*WORK TO COMPLETE*. Repeat the following lines exactly and nothing else: the line containing "Expected behaviour: for every instance of the ripe" and each line after it through the end of the listing.

▬▬▬

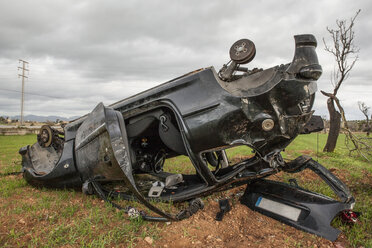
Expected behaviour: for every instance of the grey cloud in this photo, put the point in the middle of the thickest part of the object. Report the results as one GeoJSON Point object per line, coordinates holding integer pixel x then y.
{"type": "Point", "coordinates": [94, 51]}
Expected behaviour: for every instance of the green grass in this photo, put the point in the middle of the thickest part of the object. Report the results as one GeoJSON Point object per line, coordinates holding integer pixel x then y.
{"type": "Point", "coordinates": [53, 218]}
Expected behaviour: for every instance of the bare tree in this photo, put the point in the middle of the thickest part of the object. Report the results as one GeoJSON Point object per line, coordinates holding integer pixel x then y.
{"type": "Point", "coordinates": [345, 54]}
{"type": "Point", "coordinates": [364, 109]}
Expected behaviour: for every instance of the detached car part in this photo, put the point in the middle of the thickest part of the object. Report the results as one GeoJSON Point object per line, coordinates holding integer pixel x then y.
{"type": "Point", "coordinates": [199, 115]}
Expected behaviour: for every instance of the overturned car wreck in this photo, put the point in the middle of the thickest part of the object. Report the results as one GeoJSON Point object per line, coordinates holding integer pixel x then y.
{"type": "Point", "coordinates": [200, 115]}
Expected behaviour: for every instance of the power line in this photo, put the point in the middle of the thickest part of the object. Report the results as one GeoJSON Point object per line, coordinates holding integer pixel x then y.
{"type": "Point", "coordinates": [23, 68]}
{"type": "Point", "coordinates": [35, 94]}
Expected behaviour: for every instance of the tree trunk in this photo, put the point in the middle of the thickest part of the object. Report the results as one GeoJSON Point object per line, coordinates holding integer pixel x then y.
{"type": "Point", "coordinates": [334, 126]}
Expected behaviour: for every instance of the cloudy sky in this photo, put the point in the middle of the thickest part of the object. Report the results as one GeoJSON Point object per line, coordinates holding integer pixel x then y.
{"type": "Point", "coordinates": [84, 52]}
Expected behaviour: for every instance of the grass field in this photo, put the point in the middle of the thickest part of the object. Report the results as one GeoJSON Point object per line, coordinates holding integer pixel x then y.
{"type": "Point", "coordinates": [53, 218]}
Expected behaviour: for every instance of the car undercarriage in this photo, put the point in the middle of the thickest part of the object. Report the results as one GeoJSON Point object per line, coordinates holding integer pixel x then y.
{"type": "Point", "coordinates": [200, 115]}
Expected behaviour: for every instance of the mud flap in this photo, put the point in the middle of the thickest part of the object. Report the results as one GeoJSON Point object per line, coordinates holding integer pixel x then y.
{"type": "Point", "coordinates": [91, 146]}
{"type": "Point", "coordinates": [294, 206]}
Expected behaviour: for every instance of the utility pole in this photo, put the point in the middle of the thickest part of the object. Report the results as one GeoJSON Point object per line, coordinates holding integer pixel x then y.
{"type": "Point", "coordinates": [23, 68]}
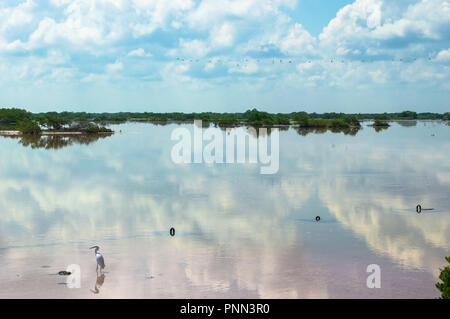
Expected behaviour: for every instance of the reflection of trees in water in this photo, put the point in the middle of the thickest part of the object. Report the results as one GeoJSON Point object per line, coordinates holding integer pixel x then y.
{"type": "Point", "coordinates": [407, 123]}
{"type": "Point", "coordinates": [303, 131]}
{"type": "Point", "coordinates": [380, 128]}
{"type": "Point", "coordinates": [57, 141]}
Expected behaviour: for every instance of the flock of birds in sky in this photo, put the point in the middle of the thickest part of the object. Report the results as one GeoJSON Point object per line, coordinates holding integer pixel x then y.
{"type": "Point", "coordinates": [286, 61]}
{"type": "Point", "coordinates": [289, 60]}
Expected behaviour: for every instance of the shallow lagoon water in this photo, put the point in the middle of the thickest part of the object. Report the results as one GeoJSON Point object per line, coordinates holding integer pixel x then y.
{"type": "Point", "coordinates": [239, 234]}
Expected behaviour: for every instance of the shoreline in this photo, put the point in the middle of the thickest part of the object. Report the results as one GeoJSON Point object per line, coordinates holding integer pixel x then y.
{"type": "Point", "coordinates": [19, 133]}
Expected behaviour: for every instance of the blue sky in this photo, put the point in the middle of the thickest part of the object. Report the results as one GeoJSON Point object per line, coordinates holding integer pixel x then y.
{"type": "Point", "coordinates": [226, 56]}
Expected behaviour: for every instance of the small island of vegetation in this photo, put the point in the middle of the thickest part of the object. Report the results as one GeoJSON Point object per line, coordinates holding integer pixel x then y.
{"type": "Point", "coordinates": [15, 121]}
{"type": "Point", "coordinates": [24, 122]}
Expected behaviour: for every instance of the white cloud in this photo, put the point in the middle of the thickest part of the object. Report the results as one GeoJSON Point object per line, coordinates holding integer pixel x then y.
{"type": "Point", "coordinates": [297, 41]}
{"type": "Point", "coordinates": [223, 35]}
{"type": "Point", "coordinates": [387, 27]}
{"type": "Point", "coordinates": [114, 67]}
{"type": "Point", "coordinates": [139, 52]}
{"type": "Point", "coordinates": [193, 48]}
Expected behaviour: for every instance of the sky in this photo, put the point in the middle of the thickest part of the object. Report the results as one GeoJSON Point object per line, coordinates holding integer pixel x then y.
{"type": "Point", "coordinates": [225, 56]}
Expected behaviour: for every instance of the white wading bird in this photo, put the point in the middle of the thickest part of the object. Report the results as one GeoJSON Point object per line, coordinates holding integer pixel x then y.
{"type": "Point", "coordinates": [99, 257]}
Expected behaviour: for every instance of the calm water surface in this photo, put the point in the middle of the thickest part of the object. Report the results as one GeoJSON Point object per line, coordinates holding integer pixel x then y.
{"type": "Point", "coordinates": [239, 234]}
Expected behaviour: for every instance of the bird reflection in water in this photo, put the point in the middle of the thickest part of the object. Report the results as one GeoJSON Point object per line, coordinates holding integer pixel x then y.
{"type": "Point", "coordinates": [98, 283]}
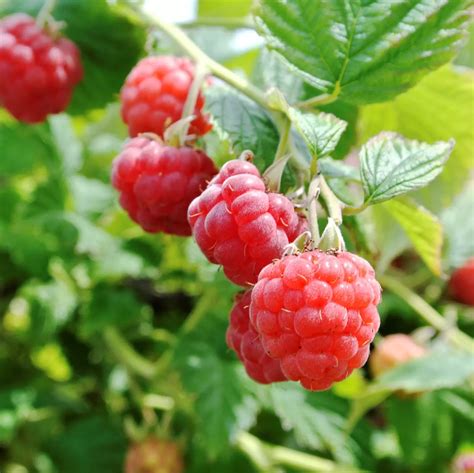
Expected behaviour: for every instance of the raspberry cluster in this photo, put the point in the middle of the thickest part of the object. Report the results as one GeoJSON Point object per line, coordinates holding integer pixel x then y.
{"type": "Point", "coordinates": [157, 183]}
{"type": "Point", "coordinates": [461, 283]}
{"type": "Point", "coordinates": [38, 72]}
{"type": "Point", "coordinates": [154, 455]}
{"type": "Point", "coordinates": [238, 224]}
{"type": "Point", "coordinates": [245, 341]}
{"type": "Point", "coordinates": [392, 351]}
{"type": "Point", "coordinates": [154, 94]}
{"type": "Point", "coordinates": [316, 314]}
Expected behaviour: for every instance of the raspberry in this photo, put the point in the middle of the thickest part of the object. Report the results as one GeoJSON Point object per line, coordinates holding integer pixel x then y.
{"type": "Point", "coordinates": [461, 284]}
{"type": "Point", "coordinates": [239, 225]}
{"type": "Point", "coordinates": [245, 341]}
{"type": "Point", "coordinates": [154, 455]}
{"type": "Point", "coordinates": [37, 71]}
{"type": "Point", "coordinates": [392, 351]}
{"type": "Point", "coordinates": [154, 94]}
{"type": "Point", "coordinates": [157, 182]}
{"type": "Point", "coordinates": [316, 313]}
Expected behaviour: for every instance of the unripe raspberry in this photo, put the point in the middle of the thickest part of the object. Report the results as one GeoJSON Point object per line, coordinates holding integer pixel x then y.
{"type": "Point", "coordinates": [154, 95]}
{"type": "Point", "coordinates": [316, 313]}
{"type": "Point", "coordinates": [463, 463]}
{"type": "Point", "coordinates": [392, 351]}
{"type": "Point", "coordinates": [154, 455]}
{"type": "Point", "coordinates": [38, 72]}
{"type": "Point", "coordinates": [239, 225]}
{"type": "Point", "coordinates": [157, 183]}
{"type": "Point", "coordinates": [245, 341]}
{"type": "Point", "coordinates": [461, 283]}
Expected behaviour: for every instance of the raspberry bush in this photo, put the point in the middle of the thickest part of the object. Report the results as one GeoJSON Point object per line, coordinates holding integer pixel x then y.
{"type": "Point", "coordinates": [216, 236]}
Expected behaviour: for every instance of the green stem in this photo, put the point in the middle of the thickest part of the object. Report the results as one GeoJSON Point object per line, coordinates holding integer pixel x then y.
{"type": "Point", "coordinates": [200, 56]}
{"type": "Point", "coordinates": [231, 23]}
{"type": "Point", "coordinates": [267, 456]}
{"type": "Point", "coordinates": [126, 354]}
{"type": "Point", "coordinates": [428, 313]}
{"type": "Point", "coordinates": [313, 193]}
{"type": "Point", "coordinates": [354, 210]}
{"type": "Point", "coordinates": [322, 99]}
{"type": "Point", "coordinates": [283, 143]}
{"type": "Point", "coordinates": [334, 205]}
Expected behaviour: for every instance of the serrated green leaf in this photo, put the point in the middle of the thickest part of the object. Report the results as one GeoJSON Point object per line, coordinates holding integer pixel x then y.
{"type": "Point", "coordinates": [439, 369]}
{"type": "Point", "coordinates": [459, 228]}
{"type": "Point", "coordinates": [247, 124]}
{"type": "Point", "coordinates": [391, 165]}
{"type": "Point", "coordinates": [423, 229]}
{"type": "Point", "coordinates": [271, 71]}
{"type": "Point", "coordinates": [317, 420]}
{"type": "Point", "coordinates": [438, 108]}
{"type": "Point", "coordinates": [223, 403]}
{"type": "Point", "coordinates": [369, 52]}
{"type": "Point", "coordinates": [321, 131]}
{"type": "Point", "coordinates": [110, 41]}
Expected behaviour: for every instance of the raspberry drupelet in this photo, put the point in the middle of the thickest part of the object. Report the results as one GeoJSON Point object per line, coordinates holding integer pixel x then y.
{"type": "Point", "coordinates": [157, 183]}
{"type": "Point", "coordinates": [238, 224]}
{"type": "Point", "coordinates": [316, 314]}
{"type": "Point", "coordinates": [461, 284]}
{"type": "Point", "coordinates": [245, 341]}
{"type": "Point", "coordinates": [154, 95]}
{"type": "Point", "coordinates": [38, 71]}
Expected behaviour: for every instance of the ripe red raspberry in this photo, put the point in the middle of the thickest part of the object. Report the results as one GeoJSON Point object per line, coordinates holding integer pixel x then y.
{"type": "Point", "coordinates": [316, 313]}
{"type": "Point", "coordinates": [245, 341]}
{"type": "Point", "coordinates": [392, 351]}
{"type": "Point", "coordinates": [157, 182]}
{"type": "Point", "coordinates": [154, 94]}
{"type": "Point", "coordinates": [154, 455]}
{"type": "Point", "coordinates": [37, 71]}
{"type": "Point", "coordinates": [240, 225]}
{"type": "Point", "coordinates": [461, 284]}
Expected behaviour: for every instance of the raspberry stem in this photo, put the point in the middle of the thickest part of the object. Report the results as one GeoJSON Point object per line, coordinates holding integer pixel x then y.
{"type": "Point", "coordinates": [123, 352]}
{"type": "Point", "coordinates": [200, 56]}
{"type": "Point", "coordinates": [313, 194]}
{"type": "Point", "coordinates": [267, 457]}
{"type": "Point", "coordinates": [428, 313]}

▬▬▬

*EXERCISE RESPONSE*.
Expected behaviour: for every instance of the ripe red raspberry in this photo, put the point in the middle of the thickest part of the object. Report the results as one GeoJSON Point object per line, coordinates holding integer pixel x then y.
{"type": "Point", "coordinates": [316, 313]}
{"type": "Point", "coordinates": [245, 341]}
{"type": "Point", "coordinates": [392, 351]}
{"type": "Point", "coordinates": [157, 182]}
{"type": "Point", "coordinates": [154, 94]}
{"type": "Point", "coordinates": [154, 455]}
{"type": "Point", "coordinates": [37, 71]}
{"type": "Point", "coordinates": [240, 225]}
{"type": "Point", "coordinates": [461, 284]}
Expected behaviour: for every instance of the raspberry stem in this photo, put the point in the middle of the thickest part of the object. Report the results as one GeoJSON Point object per line, coordinates holding integer pixel x then y.
{"type": "Point", "coordinates": [123, 352]}
{"type": "Point", "coordinates": [200, 56]}
{"type": "Point", "coordinates": [313, 194]}
{"type": "Point", "coordinates": [267, 457]}
{"type": "Point", "coordinates": [428, 313]}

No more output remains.